(Stored entries)

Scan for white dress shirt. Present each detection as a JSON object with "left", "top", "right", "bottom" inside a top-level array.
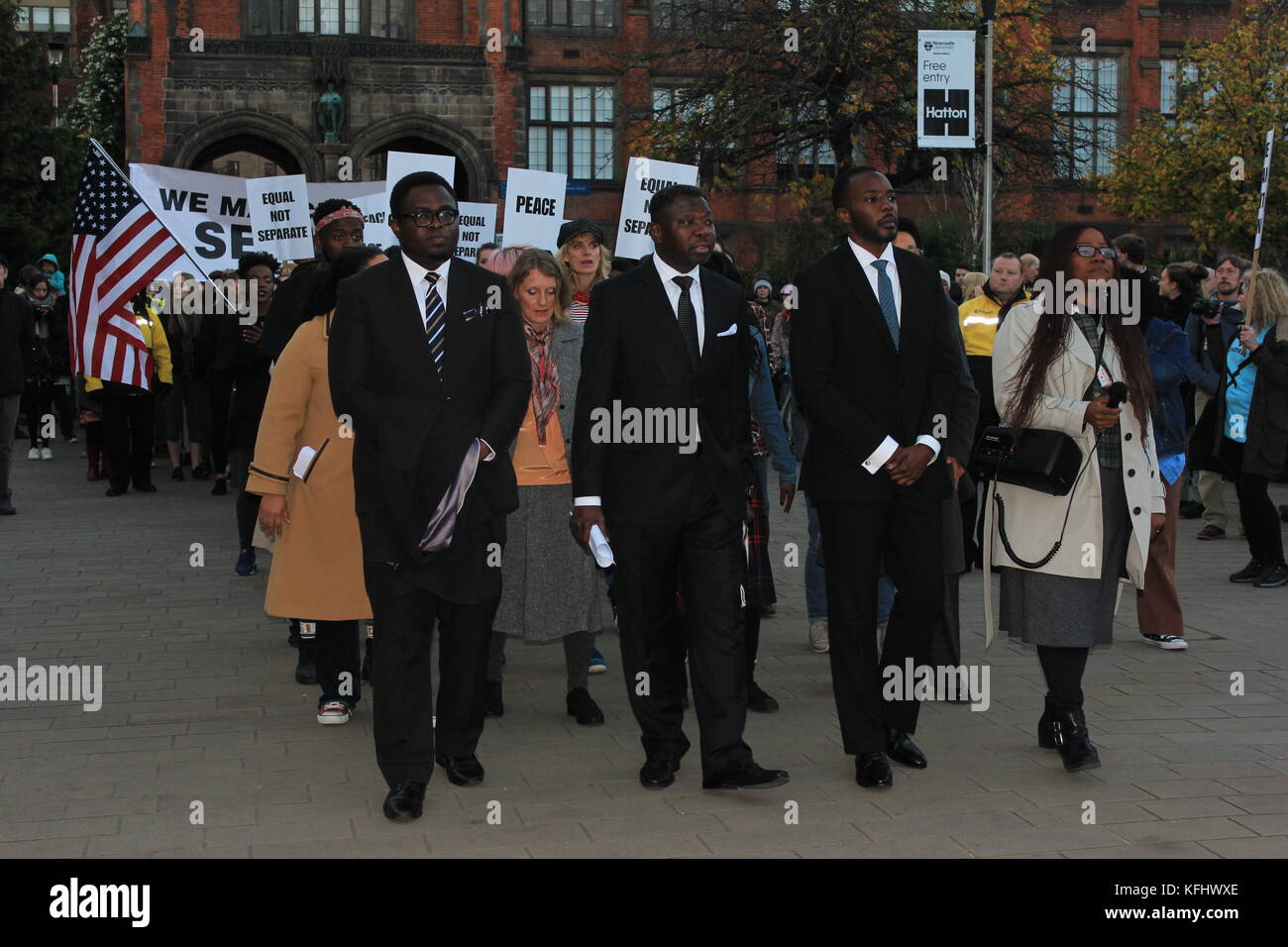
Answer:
[
  {"left": 846, "top": 237, "right": 939, "bottom": 474},
  {"left": 572, "top": 254, "right": 707, "bottom": 506},
  {"left": 402, "top": 253, "right": 496, "bottom": 463}
]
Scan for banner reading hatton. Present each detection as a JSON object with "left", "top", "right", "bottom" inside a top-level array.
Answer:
[{"left": 917, "top": 30, "right": 975, "bottom": 149}]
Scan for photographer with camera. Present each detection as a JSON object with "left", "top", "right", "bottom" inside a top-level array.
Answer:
[{"left": 1169, "top": 254, "right": 1248, "bottom": 540}]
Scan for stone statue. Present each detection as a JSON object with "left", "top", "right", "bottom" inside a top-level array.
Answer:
[{"left": 317, "top": 82, "right": 344, "bottom": 145}]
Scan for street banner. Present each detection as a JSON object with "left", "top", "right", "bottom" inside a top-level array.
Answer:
[
  {"left": 246, "top": 174, "right": 313, "bottom": 261},
  {"left": 130, "top": 163, "right": 251, "bottom": 279},
  {"left": 308, "top": 180, "right": 398, "bottom": 250},
  {"left": 456, "top": 201, "right": 496, "bottom": 263},
  {"left": 613, "top": 158, "right": 698, "bottom": 261},
  {"left": 505, "top": 167, "right": 568, "bottom": 253},
  {"left": 917, "top": 30, "right": 975, "bottom": 149}
]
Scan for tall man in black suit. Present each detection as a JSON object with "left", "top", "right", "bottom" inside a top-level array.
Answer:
[
  {"left": 793, "top": 166, "right": 961, "bottom": 788},
  {"left": 329, "top": 172, "right": 532, "bottom": 821},
  {"left": 571, "top": 185, "right": 787, "bottom": 789}
]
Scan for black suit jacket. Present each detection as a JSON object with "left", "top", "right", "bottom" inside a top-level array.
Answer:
[
  {"left": 793, "top": 241, "right": 973, "bottom": 502},
  {"left": 327, "top": 250, "right": 532, "bottom": 599},
  {"left": 572, "top": 257, "right": 754, "bottom": 526}
]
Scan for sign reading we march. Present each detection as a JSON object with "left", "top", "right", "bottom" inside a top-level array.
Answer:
[{"left": 917, "top": 30, "right": 975, "bottom": 149}]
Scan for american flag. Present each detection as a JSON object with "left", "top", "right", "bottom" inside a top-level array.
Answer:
[{"left": 68, "top": 142, "right": 184, "bottom": 389}]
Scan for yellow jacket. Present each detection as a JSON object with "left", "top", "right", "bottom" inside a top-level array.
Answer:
[
  {"left": 85, "top": 301, "right": 174, "bottom": 391},
  {"left": 957, "top": 290, "right": 1029, "bottom": 357}
]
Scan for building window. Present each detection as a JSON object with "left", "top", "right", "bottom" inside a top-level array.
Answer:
[
  {"left": 14, "top": 4, "right": 72, "bottom": 34},
  {"left": 528, "top": 85, "right": 617, "bottom": 180},
  {"left": 528, "top": 0, "right": 618, "bottom": 30},
  {"left": 1053, "top": 56, "right": 1120, "bottom": 180}
]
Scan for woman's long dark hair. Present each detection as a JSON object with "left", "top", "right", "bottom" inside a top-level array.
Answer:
[{"left": 1006, "top": 224, "right": 1154, "bottom": 432}]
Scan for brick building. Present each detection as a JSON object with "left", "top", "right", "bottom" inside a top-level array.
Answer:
[{"left": 115, "top": 0, "right": 1240, "bottom": 264}]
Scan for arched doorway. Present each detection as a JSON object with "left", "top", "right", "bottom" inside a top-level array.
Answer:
[{"left": 362, "top": 136, "right": 472, "bottom": 201}]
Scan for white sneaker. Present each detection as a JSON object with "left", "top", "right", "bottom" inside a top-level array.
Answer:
[
  {"left": 318, "top": 701, "right": 349, "bottom": 725},
  {"left": 808, "top": 618, "right": 832, "bottom": 655}
]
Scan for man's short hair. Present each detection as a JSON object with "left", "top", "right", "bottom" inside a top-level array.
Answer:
[
  {"left": 389, "top": 171, "right": 456, "bottom": 217},
  {"left": 1113, "top": 233, "right": 1146, "bottom": 266},
  {"left": 832, "top": 164, "right": 881, "bottom": 207},
  {"left": 648, "top": 184, "right": 707, "bottom": 224}
]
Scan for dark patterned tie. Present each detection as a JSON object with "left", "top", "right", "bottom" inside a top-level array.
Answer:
[
  {"left": 872, "top": 261, "right": 899, "bottom": 352},
  {"left": 425, "top": 273, "right": 447, "bottom": 378},
  {"left": 671, "top": 275, "right": 702, "bottom": 371}
]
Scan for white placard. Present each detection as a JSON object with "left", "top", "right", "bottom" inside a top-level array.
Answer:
[
  {"left": 385, "top": 151, "right": 456, "bottom": 229},
  {"left": 130, "top": 163, "right": 251, "bottom": 271},
  {"left": 456, "top": 201, "right": 496, "bottom": 263},
  {"left": 246, "top": 174, "right": 314, "bottom": 261},
  {"left": 308, "top": 180, "right": 398, "bottom": 256},
  {"left": 613, "top": 158, "right": 698, "bottom": 261},
  {"left": 917, "top": 30, "right": 975, "bottom": 149},
  {"left": 505, "top": 167, "right": 568, "bottom": 253}
]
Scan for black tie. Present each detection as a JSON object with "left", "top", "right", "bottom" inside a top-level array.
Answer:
[{"left": 671, "top": 275, "right": 700, "bottom": 371}]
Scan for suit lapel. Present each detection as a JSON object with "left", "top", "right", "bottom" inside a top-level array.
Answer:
[
  {"left": 832, "top": 241, "right": 898, "bottom": 355},
  {"left": 636, "top": 254, "right": 690, "bottom": 365}
]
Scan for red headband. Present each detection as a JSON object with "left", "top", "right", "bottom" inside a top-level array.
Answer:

(WORK TO DO):
Copy the entries above line for line, without any change, and omit the pictures from your reproduction.

(OUTPUT BELOW):
Scan for white dress shirt. Present each detection as a JSON object with "left", "top", "right", "bottom" inside a top-level array.
Answer:
[
  {"left": 846, "top": 237, "right": 939, "bottom": 474},
  {"left": 572, "top": 254, "right": 707, "bottom": 506},
  {"left": 402, "top": 253, "right": 496, "bottom": 463}
]
Scan for banner reading hatton. Present each detection as a JSON object with "left", "top", "right", "bottom" inside a top-level array.
Answer:
[{"left": 917, "top": 30, "right": 975, "bottom": 149}]
Scan for photographer with camera. Present each detection as a JSON object with "left", "top", "right", "bottom" inside a top-level array.
Answer:
[{"left": 1169, "top": 254, "right": 1248, "bottom": 540}]
Scan for stone statue. Present each detection as a JSON object with "left", "top", "right", "bottom" inside a top-level array.
Answer:
[{"left": 317, "top": 82, "right": 344, "bottom": 145}]
Scan for street banner. Present each detection as a JSON object with "left", "top", "right", "bottom" inside a top-level array.
Answer:
[
  {"left": 246, "top": 174, "right": 313, "bottom": 261},
  {"left": 130, "top": 163, "right": 251, "bottom": 279},
  {"left": 308, "top": 180, "right": 398, "bottom": 250},
  {"left": 456, "top": 201, "right": 496, "bottom": 263},
  {"left": 613, "top": 158, "right": 698, "bottom": 261},
  {"left": 505, "top": 167, "right": 568, "bottom": 253},
  {"left": 917, "top": 30, "right": 975, "bottom": 149}
]
Scan for tall man in black suit. Present each detection as a JSON object with "left", "top", "right", "bottom" inside a top-level array.
Answer:
[
  {"left": 793, "top": 166, "right": 961, "bottom": 788},
  {"left": 329, "top": 172, "right": 532, "bottom": 821},
  {"left": 571, "top": 185, "right": 787, "bottom": 789}
]
Scan for black suit jacket. Present each detection as a JSON object with "left", "top", "right", "bottom" inside a top-level array.
Answer:
[
  {"left": 793, "top": 241, "right": 973, "bottom": 502},
  {"left": 327, "top": 250, "right": 532, "bottom": 599},
  {"left": 572, "top": 257, "right": 754, "bottom": 526}
]
Scan for sign reading we march. Present each detection as a JSON object with "left", "top", "right", "bottom" inside a top-level array.
Answer:
[{"left": 917, "top": 30, "right": 975, "bottom": 149}]
Scan for american flag. Present each detection as a JSON object with "left", "top", "right", "bottom" inside a top-level array.
Answer:
[{"left": 68, "top": 142, "right": 184, "bottom": 389}]
Scan for yellow jacket. Present each detection as a JSON object with "left", "top", "right", "bottom" inside a top-level array.
Answer:
[
  {"left": 85, "top": 301, "right": 174, "bottom": 391},
  {"left": 957, "top": 290, "right": 1029, "bottom": 357}
]
Scan for building window. Present each detection as a JSON object with "left", "top", "right", "bottom" inside a top-level array.
Answer:
[
  {"left": 14, "top": 4, "right": 72, "bottom": 34},
  {"left": 528, "top": 85, "right": 617, "bottom": 180},
  {"left": 528, "top": 0, "right": 618, "bottom": 30},
  {"left": 1053, "top": 56, "right": 1120, "bottom": 180}
]
Scan for woman's long dark hair. Present each detection as a JSON object with "left", "top", "right", "bottom" inside a top-level array.
Answer:
[{"left": 1006, "top": 224, "right": 1154, "bottom": 432}]
Scan for brick building. Present each detection as a JSON object with "left", "top", "right", "bottom" inside a top-level array.
Answer:
[{"left": 115, "top": 0, "right": 1240, "bottom": 264}]
Scan for arched doorway. Present each detection as a JSON object with "left", "top", "right", "bottom" inside a top-level array.
Answer:
[{"left": 362, "top": 136, "right": 472, "bottom": 201}]
Scan for white sneaker. Present each detection as a JSON object with "left", "top", "right", "bottom" inside a top-level array.
Answer:
[
  {"left": 318, "top": 701, "right": 349, "bottom": 725},
  {"left": 808, "top": 618, "right": 832, "bottom": 655}
]
Scan for man's short hair. Present each detection as a JSON object with "left", "top", "right", "bottom" inside a top-level array.
Answer:
[
  {"left": 389, "top": 171, "right": 456, "bottom": 217},
  {"left": 1113, "top": 233, "right": 1146, "bottom": 266},
  {"left": 832, "top": 164, "right": 881, "bottom": 207},
  {"left": 648, "top": 184, "right": 707, "bottom": 224}
]
Scan for dark patterned tie. Present each detection as a JSON object with "left", "top", "right", "bottom" inside a top-level array.
Answer:
[
  {"left": 872, "top": 261, "right": 899, "bottom": 352},
  {"left": 425, "top": 273, "right": 447, "bottom": 378},
  {"left": 671, "top": 275, "right": 702, "bottom": 371}
]
Scan for white placard. Present each detection as a JSON object with "left", "top", "right", "bottom" inside a top-level array.
Answer:
[
  {"left": 385, "top": 151, "right": 456, "bottom": 229},
  {"left": 130, "top": 163, "right": 251, "bottom": 271},
  {"left": 456, "top": 201, "right": 496, "bottom": 263},
  {"left": 246, "top": 174, "right": 314, "bottom": 261},
  {"left": 308, "top": 180, "right": 398, "bottom": 256},
  {"left": 613, "top": 158, "right": 698, "bottom": 261},
  {"left": 917, "top": 30, "right": 975, "bottom": 149},
  {"left": 505, "top": 167, "right": 568, "bottom": 253}
]
Scan for black tie. Present each detection as a JSON object with "left", "top", "right", "bottom" inside a top-level array.
Answer:
[{"left": 671, "top": 275, "right": 700, "bottom": 371}]
Scan for suit lapel. Present each detection as a JSON object with "left", "top", "right", "bottom" inside a top-level array.
Answer:
[
  {"left": 832, "top": 241, "right": 898, "bottom": 355},
  {"left": 636, "top": 254, "right": 690, "bottom": 365}
]
Scan for red headband. Present each detection as a JSON object with "left", "top", "right", "bottom" inside a top-level array.
Answer:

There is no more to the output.